AIM OF THE EXERCISE:
Reproduce the records precisely. Omit every picture.

━━ PROVIDED RECORDS

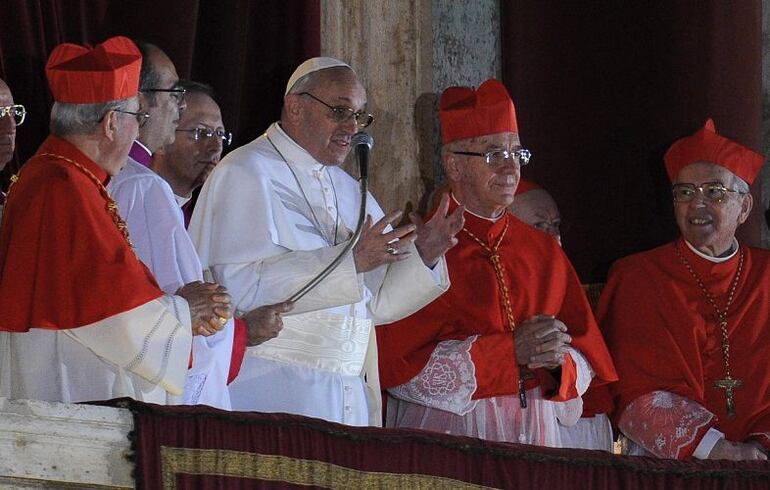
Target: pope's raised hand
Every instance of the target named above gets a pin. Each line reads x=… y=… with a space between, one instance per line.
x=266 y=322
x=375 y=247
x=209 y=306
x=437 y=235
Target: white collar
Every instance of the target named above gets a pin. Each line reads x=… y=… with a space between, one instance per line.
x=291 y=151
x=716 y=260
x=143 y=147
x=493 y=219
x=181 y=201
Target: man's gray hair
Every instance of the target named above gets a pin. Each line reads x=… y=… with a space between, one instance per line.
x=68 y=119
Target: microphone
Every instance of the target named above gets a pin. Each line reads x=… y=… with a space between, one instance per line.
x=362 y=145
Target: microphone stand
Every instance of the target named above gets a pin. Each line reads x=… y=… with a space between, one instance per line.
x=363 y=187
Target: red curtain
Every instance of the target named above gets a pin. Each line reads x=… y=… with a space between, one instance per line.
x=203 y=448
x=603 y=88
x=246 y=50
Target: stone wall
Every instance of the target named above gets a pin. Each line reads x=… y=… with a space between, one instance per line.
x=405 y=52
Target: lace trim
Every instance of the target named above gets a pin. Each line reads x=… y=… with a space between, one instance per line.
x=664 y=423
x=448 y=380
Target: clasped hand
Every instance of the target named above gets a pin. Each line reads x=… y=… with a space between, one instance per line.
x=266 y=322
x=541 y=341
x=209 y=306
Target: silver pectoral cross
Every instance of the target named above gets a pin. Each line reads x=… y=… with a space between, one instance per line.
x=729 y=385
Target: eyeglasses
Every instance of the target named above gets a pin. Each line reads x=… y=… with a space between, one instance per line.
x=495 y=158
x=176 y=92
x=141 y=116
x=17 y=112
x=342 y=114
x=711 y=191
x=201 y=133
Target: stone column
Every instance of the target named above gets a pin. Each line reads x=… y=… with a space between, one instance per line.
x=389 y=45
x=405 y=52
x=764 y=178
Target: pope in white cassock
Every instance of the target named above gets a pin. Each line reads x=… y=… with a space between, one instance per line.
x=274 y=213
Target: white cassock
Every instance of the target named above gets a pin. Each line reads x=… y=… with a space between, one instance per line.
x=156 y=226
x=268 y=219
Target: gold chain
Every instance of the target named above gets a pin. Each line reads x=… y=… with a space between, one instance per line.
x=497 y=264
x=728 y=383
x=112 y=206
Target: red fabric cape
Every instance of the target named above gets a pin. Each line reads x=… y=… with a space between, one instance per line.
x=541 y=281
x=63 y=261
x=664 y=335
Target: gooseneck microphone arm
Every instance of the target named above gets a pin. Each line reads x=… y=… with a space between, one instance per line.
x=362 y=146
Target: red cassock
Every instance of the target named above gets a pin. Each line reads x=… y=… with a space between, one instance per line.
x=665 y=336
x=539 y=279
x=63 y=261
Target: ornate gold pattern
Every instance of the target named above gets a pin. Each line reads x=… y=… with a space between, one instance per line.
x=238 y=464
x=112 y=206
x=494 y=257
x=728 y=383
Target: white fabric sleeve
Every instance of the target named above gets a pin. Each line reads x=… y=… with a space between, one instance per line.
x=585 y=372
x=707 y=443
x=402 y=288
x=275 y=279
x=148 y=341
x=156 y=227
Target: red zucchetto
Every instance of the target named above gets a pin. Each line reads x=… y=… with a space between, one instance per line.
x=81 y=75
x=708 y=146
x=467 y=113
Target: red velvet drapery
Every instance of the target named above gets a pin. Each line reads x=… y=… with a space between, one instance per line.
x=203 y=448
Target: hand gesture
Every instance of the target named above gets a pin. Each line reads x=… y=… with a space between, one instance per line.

━━━━

YOUR RESPONSE:
Target: pope's raised hand
Every instance of the target named above gets a pin. Each line reads x=… y=… with a space between, one instance per line.
x=266 y=322
x=375 y=247
x=209 y=306
x=437 y=235
Target: white collar
Every instance of the target named above gets a pin. Each line reads x=… y=… with a space between, one instance per line.
x=291 y=151
x=716 y=260
x=143 y=147
x=493 y=219
x=181 y=201
Target: man's gray hair
Every instance of the target named above gets a pin. Each line reads x=… y=… with a space between, one instance per line.
x=68 y=119
Target: microphone
Every instance of the target named above gets a pin. Each line reads x=… y=… with a space between, one instance per line.
x=362 y=145
Target: microphone stand
Every instance of the target named above gets a pin. Each line reads x=… y=… with a space between, one instance per line.
x=363 y=187
Target: red curtain
Every instance of the target named above gets a pin. Each line reads x=… y=… with a space between, one instance per line.
x=203 y=448
x=603 y=88
x=246 y=50
Target: stone wall
Every instance of the target named above gets a pin. Each line reads x=… y=… with a space between, one instance per line.
x=405 y=52
Target: lace trim
Every instance of the target named above gets a pin. Each line reads x=… y=… with a space between, one instance per line.
x=664 y=423
x=448 y=380
Target: clasped hand
Every instance of the target named above gets a pin. Each line reads x=… y=… with a space between, one instance per line.
x=266 y=322
x=541 y=341
x=209 y=306
Target: silver pectoral cross
Every instance of the target named above gets a pin. Each line reads x=… y=… with a space between, one instance per line.
x=729 y=385
Target: eyeglasses
Every instance of the target named above gets a pin. Each line reads x=… y=… with a space between, one instance per line.
x=495 y=158
x=176 y=92
x=141 y=116
x=17 y=112
x=342 y=114
x=711 y=191
x=201 y=133
Target: stone column
Every instance of the target named above gets a pin. Each line reads x=… y=… with a space between, one instance per line.
x=389 y=45
x=405 y=52
x=764 y=178
Target: pope in white cassock
Every instance of the target named above gets a pin. Each line reads x=… y=… with a space between, one instance per line.
x=274 y=213
Target: white cassock
Every instance of the target named above gets a pin. Each line reads x=… y=… with a space between, one instance per line.
x=156 y=226
x=268 y=219
Target: gold chain
Every instance of the target named above gets a pin. Each line reads x=… y=… with a space between, one instance per line.
x=497 y=264
x=728 y=383
x=112 y=206
Target: red fabric cape
Every instance of the target named above gets a pin. Each line reads x=… y=… with a space between, one instance per line.
x=541 y=281
x=63 y=261
x=664 y=335
Target: gooseneck microphone arm
Every instance of the target named above gets a pin. Each line reads x=… y=… with a space between, one instance per line.
x=362 y=146
Target: red cassock
Every instance of the target named above gets a pin. Each line reads x=… y=… with a space between, one instance per line.
x=665 y=336
x=539 y=279
x=63 y=261
Target: ornate gold pattern
Every instance of the target named above gets a pin. Each line reads x=… y=… with a space between, one instance per line.
x=238 y=464
x=112 y=206
x=494 y=257
x=728 y=383
Target: white fabric sleeve
Every instance of the target named above gets a pin. Each line reads x=… y=… with a space between, one instance per line.
x=585 y=372
x=707 y=443
x=402 y=288
x=275 y=279
x=148 y=341
x=156 y=227
Target: red zucchetto
Every instance of the target named above gets a pin. Each line reads x=… y=… with a space between, one instance per line.
x=81 y=75
x=708 y=146
x=467 y=113
Target: red velvet drapery
Every instance of the target named above gets a pin. Each line reads x=… y=… with a space between, one instance per line.
x=203 y=448
Target: hand gesture
Every instance of the target named above gets a pin. Each line reads x=… y=… with a space between, one instance per line.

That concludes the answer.